Copia sin cambios las líneas del listado empezando por el comienzo y terminando en la que contiene "Give the outline of every instance of the blue", ambas incluidas.
┌────────
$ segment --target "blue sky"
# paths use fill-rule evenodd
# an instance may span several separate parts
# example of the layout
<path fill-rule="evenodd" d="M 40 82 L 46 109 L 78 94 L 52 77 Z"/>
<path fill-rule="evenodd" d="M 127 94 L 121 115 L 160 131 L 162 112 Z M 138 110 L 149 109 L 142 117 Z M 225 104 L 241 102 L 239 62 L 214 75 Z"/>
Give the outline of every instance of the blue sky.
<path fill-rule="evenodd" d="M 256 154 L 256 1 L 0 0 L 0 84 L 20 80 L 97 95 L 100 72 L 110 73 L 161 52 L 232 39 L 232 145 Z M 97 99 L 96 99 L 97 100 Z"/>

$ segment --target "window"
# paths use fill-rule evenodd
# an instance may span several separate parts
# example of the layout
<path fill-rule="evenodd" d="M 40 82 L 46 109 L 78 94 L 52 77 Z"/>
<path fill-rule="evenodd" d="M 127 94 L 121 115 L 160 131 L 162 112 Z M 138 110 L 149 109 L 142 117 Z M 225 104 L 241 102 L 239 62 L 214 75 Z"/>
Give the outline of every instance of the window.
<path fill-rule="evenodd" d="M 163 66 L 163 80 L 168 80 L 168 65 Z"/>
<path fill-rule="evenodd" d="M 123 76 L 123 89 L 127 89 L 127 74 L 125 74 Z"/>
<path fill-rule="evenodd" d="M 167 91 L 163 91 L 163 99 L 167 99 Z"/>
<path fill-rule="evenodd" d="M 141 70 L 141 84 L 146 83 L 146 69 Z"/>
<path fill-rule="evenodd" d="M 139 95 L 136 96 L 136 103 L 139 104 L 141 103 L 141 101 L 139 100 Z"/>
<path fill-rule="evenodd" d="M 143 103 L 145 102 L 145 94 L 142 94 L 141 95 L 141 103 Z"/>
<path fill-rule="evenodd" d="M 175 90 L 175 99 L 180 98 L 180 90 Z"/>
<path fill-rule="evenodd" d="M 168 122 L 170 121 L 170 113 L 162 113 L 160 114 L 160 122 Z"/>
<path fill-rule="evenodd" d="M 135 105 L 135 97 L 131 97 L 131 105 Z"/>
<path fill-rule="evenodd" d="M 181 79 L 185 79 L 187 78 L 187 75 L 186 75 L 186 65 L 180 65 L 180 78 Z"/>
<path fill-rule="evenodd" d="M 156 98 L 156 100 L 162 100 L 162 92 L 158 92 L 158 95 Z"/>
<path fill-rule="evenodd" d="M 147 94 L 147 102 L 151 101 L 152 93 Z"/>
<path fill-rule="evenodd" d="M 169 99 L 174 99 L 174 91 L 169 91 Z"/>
└────────
### Respuesta al problema:
$ segment --target "blue sky"
# paths use fill-rule evenodd
# an instance may span several separate parts
# example of the layout
<path fill-rule="evenodd" d="M 40 82 L 46 109 L 78 94 L 52 77 Z"/>
<path fill-rule="evenodd" d="M 127 94 L 121 115 L 160 131 L 162 112 Z M 138 110 L 149 109 L 142 117 Z M 225 104 L 241 102 L 239 62 L 214 75 Z"/>
Give the outline of every instance of the blue sky.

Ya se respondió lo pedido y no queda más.